[BEGIN SOURCE DOCUMENT]

1. OCFS (Release 1 or 2)
2. raw devices
3. third party cluster filesystem such as GPFS or Veritas

For RAC database storage:

1. OCFS (Release 1 or 2)
2. ASM
3. raw devices
4. third party cluster filesystem such as GPFS or Veritas

This guide covers installations using OCFS2 and ASM.  If you have a small number of shared disks, you may wish to use OCFS2 for both Oracle Clusterware and the Oracle RAC database files.  If you have more than a few shared disks, consider using ASM for Oracle RAC database files for the performance benefits ASM provides.  Note that ASM cannot be used to store Oracle Clusterware files since Clusterware must be installed before ASM (ASM depends upon the services of Oracle Clusterware).  This guide uses OCFS2 for Oracle Clusterware files.
Partition the Disks
In order to use either OCFS2 or ASM, you must have unused disk partitions available.  This section describes how to create the partitions that will be used for OCFS2 and for ASM.

[END SOURCE DOCUMENT]

_AIM 1_:
Write out the stretch of the storage guide from "Partition the Disks" through "and for ASM.", substituting "free" for "unused".

[BEGIN EXTRACTED ENTRIES]

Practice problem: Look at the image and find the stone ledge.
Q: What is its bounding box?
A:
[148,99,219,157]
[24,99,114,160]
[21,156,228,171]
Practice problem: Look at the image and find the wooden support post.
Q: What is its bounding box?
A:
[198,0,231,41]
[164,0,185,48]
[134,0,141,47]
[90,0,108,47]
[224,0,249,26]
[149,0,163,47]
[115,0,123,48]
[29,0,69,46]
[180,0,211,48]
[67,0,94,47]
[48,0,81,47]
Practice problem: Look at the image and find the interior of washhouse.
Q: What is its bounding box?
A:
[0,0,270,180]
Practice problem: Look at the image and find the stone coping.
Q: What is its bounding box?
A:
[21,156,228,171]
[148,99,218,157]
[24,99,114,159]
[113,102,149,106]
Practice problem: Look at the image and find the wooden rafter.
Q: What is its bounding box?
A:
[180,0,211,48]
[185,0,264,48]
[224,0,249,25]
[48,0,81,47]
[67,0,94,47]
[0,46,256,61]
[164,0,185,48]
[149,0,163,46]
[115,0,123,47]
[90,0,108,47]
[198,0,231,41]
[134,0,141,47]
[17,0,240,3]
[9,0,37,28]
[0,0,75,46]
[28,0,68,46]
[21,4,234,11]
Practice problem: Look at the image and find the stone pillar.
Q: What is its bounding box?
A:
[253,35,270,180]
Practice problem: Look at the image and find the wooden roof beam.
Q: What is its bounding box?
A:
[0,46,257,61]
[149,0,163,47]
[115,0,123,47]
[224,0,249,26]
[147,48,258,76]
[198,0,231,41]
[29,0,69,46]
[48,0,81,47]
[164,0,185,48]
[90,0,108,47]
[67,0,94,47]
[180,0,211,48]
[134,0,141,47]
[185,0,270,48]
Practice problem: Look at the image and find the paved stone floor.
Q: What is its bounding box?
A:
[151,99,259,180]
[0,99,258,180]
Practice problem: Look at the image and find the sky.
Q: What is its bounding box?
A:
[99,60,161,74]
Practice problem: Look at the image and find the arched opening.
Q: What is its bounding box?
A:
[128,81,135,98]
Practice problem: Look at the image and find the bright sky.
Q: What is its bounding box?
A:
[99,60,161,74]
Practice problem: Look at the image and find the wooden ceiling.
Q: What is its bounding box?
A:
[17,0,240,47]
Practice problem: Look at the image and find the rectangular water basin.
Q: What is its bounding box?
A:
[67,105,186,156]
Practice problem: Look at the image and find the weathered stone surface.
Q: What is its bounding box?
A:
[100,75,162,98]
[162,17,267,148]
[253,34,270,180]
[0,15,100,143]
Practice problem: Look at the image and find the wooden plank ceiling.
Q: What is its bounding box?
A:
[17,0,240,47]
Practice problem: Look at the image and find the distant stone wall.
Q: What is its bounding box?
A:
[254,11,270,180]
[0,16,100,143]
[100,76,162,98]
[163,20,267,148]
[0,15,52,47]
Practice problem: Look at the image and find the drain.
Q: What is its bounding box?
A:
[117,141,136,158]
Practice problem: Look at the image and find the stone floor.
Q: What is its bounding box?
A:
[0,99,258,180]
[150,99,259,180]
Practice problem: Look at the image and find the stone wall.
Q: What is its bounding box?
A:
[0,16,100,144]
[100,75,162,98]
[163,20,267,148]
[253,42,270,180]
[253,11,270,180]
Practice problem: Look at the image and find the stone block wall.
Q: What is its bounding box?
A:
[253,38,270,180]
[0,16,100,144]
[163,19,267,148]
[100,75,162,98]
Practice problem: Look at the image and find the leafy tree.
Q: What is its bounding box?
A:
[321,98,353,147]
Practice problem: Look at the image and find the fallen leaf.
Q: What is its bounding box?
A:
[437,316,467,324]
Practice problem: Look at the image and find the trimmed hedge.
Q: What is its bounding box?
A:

[END EXTRACTED ENTRIES]

_AIM 2_:
Reproduce the records verbatim, from the line that contains "Practice problem: Look at the image and find the rectangular" through the line that contains "[117,141,136,158]", and output only those lines.

_WRITTEN RESPONSE 1_:
Partition the Disks
In order to use either OCFS2 or ASM, you must have free disk partitions available.  This section describes how to create the partitions that will be used for OCFS2 and for ASM.

_WRITTEN RESPONSE 2_:
Practice problem: Look at the image and find the rectangular water basin.
Q: What is its bounding box?
A:
[67,105,186,156]
Practice problem: Look at the image and find the weathered stone surface.
Q: What is its bounding box?
A:
[100,75,162,98]
[162,17,267,148]
[253,34,270,180]
[0,15,100,143]
Practice problem: Look at the image and find the wooden plank ceiling.
Q: What is its bounding box?
A:
[17,0,240,47]
Practice problem: Look at the image and find the distant stone wall.
Q: What is its bounding box?
A:
[254,11,270,180]
[0,16,100,143]
[100,76,162,98]
[163,20,267,148]
[0,15,52,47]
Practice problem: Look at the image and find the drain.
Q: What is its bounding box?
A:
[117,141,136,158]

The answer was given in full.